» **EXERCISE DATA**:
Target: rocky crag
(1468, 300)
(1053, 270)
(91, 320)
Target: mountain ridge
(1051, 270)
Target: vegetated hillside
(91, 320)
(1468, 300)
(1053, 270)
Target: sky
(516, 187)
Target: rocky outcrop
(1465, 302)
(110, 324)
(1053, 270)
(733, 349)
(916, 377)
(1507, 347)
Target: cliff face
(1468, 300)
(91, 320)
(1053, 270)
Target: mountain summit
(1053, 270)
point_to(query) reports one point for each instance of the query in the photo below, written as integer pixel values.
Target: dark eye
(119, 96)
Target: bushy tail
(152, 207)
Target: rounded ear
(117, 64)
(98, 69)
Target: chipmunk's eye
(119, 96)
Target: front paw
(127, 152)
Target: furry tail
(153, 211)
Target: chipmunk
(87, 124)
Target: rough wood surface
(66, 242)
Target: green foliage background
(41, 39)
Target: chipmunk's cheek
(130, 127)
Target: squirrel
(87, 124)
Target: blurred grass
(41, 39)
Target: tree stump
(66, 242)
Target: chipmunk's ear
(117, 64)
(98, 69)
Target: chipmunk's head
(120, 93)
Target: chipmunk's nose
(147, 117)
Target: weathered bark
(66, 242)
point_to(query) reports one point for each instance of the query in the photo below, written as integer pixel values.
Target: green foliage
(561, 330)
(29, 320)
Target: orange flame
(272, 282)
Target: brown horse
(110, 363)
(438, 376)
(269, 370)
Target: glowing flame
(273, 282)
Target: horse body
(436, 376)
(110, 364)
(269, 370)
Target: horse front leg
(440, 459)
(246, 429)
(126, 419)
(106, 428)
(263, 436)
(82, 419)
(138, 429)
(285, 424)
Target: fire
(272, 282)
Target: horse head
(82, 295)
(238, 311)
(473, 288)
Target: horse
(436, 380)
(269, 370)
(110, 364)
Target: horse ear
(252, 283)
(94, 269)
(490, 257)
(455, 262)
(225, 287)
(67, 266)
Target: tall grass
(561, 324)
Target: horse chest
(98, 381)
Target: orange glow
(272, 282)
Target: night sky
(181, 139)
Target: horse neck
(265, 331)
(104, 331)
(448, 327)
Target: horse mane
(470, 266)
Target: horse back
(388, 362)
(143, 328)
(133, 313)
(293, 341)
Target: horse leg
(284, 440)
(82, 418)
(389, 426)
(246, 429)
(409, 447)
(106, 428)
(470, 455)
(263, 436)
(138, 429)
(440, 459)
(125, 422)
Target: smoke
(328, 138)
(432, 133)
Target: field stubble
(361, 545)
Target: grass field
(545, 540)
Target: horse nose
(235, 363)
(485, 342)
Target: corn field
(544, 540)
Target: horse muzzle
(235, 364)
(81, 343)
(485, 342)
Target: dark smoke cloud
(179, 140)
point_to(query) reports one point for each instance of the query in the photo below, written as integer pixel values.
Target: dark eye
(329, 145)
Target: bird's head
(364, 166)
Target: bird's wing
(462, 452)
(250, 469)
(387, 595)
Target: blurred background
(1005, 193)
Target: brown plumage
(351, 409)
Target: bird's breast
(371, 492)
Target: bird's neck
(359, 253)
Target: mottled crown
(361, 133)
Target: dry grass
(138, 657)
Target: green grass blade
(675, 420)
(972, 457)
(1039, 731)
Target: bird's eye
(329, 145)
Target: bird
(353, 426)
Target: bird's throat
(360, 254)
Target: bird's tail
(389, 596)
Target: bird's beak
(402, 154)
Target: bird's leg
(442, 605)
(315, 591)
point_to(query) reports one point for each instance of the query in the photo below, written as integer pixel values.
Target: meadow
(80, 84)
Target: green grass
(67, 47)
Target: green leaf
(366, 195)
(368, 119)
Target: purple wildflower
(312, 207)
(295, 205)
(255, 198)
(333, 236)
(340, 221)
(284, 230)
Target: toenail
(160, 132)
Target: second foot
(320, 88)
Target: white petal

» **WORK REQUIRED**: Would you please give back all of the material above exactly as it stands?

» **YOUR SOLUTION**:
Target: rocky crag
(1468, 300)
(1053, 270)
(91, 320)
Target: mountain ridge
(1051, 270)
Target: vegetated hillside
(91, 320)
(1468, 300)
(1053, 270)
Target: sky
(516, 187)
Target: rocky outcrop
(1465, 302)
(110, 324)
(1053, 270)
(733, 349)
(916, 377)
(1507, 347)
Target: cliff face
(1468, 300)
(91, 320)
(1053, 270)
Target: mountain summit
(1053, 270)
point_to(query) reports one point for each instance of the query in the photo below, written as integer pixel values.
Target: dark eye
(119, 96)
Target: bushy tail
(152, 207)
Target: rounded ear
(117, 64)
(98, 69)
Target: chipmunk's eye
(119, 96)
Target: front paw
(127, 152)
Target: furry tail
(153, 211)
Target: chipmunk
(87, 124)
Target: rough wood surface
(66, 242)
Target: green foliage background
(41, 39)
Target: chipmunk's cheek
(130, 127)
Target: squirrel
(87, 124)
Target: blurred grass
(41, 39)
Target: tree stump
(66, 242)
Target: chipmunk's ear
(117, 64)
(98, 69)
Target: chipmunk's head
(120, 93)
Target: chipmunk's nose
(147, 117)
Target: weathered bark
(66, 242)
point_to(query) reports one point for each instance of the query in the photo below, written as integer pixel values.
Target: green foliage
(561, 330)
(29, 320)
Target: orange flame
(272, 282)
Target: brown horse
(110, 363)
(438, 376)
(269, 370)
Target: glowing flame
(273, 282)
Target: horse body
(436, 376)
(110, 364)
(269, 370)
Target: horse front leg
(440, 459)
(246, 429)
(126, 419)
(106, 428)
(263, 436)
(82, 419)
(138, 429)
(285, 424)
Target: fire
(272, 282)
Target: horse head
(82, 295)
(238, 311)
(473, 288)
Target: horse
(436, 380)
(269, 370)
(110, 364)
Target: horse ear
(252, 283)
(94, 269)
(490, 257)
(455, 262)
(225, 287)
(67, 266)
Target: tall grass
(561, 324)
Target: horse chest
(98, 381)
Target: orange glow
(272, 282)
Target: night sky
(181, 139)
Target: horse neck
(265, 331)
(104, 331)
(448, 327)
Target: horse mane
(470, 266)
Target: horse back
(388, 362)
(143, 328)
(133, 313)
(293, 341)
Target: horse leg
(284, 440)
(82, 418)
(389, 426)
(246, 429)
(409, 447)
(106, 428)
(470, 455)
(263, 436)
(138, 429)
(440, 459)
(125, 422)
Target: smoke
(328, 138)
(432, 133)
Target: field stubble
(361, 545)
Target: grass field
(545, 540)
Target: horse nose
(235, 363)
(485, 342)
Target: corn field
(544, 540)
Target: horse muzzle
(235, 364)
(81, 343)
(485, 342)
Target: dark smoke cloud
(179, 140)
point_to(query) reports one point for each instance of the query in the photo below, written as integer pixel values.
Target: dark eye
(329, 145)
Target: bird's head
(364, 166)
Target: bird's wing
(462, 452)
(250, 469)
(387, 595)
Target: blurred background
(1005, 193)
Target: brown plumage
(351, 409)
Target: bird's breast
(371, 492)
Target: bird's neck
(359, 253)
Target: mottled crown
(361, 133)
Target: dry grass
(138, 657)
Target: green grass blade
(675, 420)
(972, 457)
(1039, 731)
Target: bird's eye
(329, 145)
Target: bird
(353, 426)
Target: bird's throat
(360, 254)
Target: bird's tail
(389, 596)
Target: bird's beak
(402, 154)
Target: bird's leg
(442, 605)
(315, 591)
point_to(query) reports one point for each instance of the query in the photo below, written as integer pixel values.
Target: meadow
(80, 84)
Target: green grass
(67, 47)
Target: green leaf
(366, 195)
(368, 119)
Target: purple wildflower
(312, 207)
(295, 205)
(255, 198)
(333, 236)
(340, 221)
(284, 230)
Target: toenail
(160, 132)
Target: second foot
(320, 88)
Target: white petal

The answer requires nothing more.